(Beginning of Input)
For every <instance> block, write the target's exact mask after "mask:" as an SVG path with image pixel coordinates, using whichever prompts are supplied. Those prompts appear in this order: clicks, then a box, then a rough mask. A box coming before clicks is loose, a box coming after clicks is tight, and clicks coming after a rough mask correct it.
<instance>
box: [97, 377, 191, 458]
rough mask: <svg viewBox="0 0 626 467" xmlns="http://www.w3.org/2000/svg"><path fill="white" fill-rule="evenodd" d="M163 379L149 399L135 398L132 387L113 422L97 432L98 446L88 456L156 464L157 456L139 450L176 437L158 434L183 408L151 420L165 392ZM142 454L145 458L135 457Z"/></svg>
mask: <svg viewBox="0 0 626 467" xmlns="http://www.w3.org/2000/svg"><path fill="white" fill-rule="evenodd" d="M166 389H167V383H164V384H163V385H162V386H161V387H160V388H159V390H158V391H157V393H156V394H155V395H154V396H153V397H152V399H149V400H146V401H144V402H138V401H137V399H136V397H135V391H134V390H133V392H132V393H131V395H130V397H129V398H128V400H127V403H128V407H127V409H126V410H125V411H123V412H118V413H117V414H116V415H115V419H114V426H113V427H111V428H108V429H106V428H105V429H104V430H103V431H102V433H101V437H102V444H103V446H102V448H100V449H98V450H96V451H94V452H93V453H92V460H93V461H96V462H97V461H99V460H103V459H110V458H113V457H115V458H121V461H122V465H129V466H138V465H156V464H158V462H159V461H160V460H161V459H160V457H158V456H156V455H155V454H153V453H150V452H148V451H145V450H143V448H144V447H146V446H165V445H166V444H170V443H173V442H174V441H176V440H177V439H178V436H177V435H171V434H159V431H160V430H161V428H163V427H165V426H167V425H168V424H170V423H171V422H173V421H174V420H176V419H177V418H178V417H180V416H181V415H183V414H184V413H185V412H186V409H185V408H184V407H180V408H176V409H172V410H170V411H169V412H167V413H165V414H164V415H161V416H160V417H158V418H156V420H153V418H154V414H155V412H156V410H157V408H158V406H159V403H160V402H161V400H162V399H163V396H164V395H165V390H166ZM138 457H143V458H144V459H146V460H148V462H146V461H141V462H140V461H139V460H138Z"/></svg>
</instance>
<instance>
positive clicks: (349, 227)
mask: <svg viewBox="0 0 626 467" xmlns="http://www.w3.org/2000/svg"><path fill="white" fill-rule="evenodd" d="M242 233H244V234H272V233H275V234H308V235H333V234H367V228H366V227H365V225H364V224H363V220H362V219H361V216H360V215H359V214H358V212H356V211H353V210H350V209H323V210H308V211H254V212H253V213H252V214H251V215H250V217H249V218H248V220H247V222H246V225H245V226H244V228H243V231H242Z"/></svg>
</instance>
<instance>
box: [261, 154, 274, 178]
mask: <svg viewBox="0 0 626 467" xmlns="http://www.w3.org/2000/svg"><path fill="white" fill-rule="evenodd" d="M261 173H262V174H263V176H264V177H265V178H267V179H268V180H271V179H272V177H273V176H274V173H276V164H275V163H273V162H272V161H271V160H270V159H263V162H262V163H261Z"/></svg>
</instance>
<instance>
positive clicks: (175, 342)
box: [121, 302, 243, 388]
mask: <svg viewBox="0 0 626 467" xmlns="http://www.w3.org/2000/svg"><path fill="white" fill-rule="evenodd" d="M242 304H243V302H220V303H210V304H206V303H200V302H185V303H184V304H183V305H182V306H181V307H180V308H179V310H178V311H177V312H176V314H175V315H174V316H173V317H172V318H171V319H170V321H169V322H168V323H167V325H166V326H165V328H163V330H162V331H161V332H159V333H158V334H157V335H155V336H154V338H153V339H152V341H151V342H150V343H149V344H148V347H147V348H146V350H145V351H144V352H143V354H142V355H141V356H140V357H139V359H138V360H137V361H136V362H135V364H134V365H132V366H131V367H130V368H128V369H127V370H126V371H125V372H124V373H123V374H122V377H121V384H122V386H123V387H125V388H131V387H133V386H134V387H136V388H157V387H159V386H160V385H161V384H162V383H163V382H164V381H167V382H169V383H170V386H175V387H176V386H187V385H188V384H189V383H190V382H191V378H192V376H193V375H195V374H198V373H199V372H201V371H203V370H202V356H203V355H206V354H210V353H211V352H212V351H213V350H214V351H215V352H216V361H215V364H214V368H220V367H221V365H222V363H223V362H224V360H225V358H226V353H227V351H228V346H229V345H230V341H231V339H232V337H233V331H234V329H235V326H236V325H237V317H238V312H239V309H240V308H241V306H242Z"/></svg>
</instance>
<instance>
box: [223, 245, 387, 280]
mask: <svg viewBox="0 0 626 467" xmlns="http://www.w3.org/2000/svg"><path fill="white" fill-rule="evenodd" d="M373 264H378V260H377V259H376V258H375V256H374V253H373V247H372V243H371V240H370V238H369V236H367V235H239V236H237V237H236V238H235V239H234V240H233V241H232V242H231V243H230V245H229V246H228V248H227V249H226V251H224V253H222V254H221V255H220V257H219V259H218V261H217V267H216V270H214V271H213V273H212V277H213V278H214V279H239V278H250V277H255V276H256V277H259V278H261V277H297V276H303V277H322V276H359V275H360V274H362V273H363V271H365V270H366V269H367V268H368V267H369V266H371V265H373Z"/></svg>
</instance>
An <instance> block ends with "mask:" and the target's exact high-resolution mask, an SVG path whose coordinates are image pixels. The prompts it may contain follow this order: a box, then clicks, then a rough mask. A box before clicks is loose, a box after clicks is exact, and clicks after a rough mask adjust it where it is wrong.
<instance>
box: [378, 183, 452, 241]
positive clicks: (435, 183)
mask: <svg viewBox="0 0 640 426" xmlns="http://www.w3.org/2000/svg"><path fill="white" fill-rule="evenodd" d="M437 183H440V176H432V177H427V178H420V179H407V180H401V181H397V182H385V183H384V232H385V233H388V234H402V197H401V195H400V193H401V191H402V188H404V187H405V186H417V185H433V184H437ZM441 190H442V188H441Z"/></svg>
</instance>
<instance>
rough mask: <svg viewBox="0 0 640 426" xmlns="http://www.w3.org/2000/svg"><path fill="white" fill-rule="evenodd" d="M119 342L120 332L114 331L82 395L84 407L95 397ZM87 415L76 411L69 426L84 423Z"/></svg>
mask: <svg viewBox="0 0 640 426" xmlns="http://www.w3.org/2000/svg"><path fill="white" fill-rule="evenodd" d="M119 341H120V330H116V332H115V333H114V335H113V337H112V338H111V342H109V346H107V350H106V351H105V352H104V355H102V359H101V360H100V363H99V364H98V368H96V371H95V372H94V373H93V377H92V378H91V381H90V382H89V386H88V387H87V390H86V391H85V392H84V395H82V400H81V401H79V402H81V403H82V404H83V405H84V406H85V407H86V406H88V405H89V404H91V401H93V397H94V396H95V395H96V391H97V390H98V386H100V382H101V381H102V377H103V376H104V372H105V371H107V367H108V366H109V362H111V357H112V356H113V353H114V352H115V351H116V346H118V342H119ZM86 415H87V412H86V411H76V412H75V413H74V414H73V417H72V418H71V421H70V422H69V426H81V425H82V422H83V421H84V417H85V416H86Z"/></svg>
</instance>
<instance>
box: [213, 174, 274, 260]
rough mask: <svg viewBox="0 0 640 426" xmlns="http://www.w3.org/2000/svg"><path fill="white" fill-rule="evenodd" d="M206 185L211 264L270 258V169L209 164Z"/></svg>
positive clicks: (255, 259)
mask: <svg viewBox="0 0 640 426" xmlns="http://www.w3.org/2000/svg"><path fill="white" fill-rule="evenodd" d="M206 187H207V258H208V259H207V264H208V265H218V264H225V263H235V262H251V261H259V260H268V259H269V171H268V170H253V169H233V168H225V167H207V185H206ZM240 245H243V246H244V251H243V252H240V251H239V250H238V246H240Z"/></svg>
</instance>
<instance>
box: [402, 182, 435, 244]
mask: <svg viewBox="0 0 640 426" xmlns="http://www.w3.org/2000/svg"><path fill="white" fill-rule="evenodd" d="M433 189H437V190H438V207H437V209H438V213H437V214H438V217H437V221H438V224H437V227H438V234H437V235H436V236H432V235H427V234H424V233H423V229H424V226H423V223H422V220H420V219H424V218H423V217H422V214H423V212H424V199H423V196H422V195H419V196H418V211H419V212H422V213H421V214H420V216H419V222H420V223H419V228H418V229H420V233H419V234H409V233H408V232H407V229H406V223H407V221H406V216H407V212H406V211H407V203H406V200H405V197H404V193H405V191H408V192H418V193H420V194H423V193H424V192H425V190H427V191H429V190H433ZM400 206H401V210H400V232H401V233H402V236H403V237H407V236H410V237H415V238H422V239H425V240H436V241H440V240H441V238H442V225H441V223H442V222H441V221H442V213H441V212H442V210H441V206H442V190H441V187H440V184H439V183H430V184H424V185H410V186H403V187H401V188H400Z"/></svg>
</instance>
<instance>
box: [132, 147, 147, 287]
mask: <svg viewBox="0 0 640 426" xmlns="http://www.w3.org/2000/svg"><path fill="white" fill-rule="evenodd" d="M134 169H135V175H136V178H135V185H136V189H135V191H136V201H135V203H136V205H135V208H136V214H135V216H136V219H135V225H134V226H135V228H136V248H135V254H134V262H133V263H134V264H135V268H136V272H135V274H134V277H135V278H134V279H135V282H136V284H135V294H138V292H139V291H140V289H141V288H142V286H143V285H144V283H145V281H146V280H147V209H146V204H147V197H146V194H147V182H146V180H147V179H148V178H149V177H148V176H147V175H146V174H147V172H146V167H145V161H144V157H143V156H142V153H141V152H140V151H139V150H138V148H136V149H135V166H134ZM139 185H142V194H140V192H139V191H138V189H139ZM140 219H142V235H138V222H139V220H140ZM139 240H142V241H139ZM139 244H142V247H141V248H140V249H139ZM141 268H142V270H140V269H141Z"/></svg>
(End of Input)
Work order >> Beginning with the very first line of the material, please return exactly each line down to and including the one with "box: [97, 377, 191, 458]".

Result of this task >>
For every <instance> block, write the target's exact mask after "mask:" as an SVG path with image pixel coordinates, using whichever prompts are supplied. Those prompts appear in this order: clicks, then a box, then a rough mask. A box coming before clicks is loose, a box coming after clicks is tight, and clicks coming after a rough mask correct it.
<instance>
box: [97, 377, 191, 458]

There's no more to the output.